**Yapılacak iş**
Aşağıdaki satırların hepsini boş olanları atlayarak numaralı bir liste hâline getir.
***** Çıkarılan satırlar *****
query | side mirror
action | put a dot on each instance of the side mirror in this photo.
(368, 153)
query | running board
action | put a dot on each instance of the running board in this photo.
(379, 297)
*****
**Tam yanıt**
1. query | side mirror
2. action | put a dot on each instance of the side mirror in this photo.
3. (368, 153)
4. query | running board
5. action | put a dot on each instance of the running board in this photo.
6. (379, 297)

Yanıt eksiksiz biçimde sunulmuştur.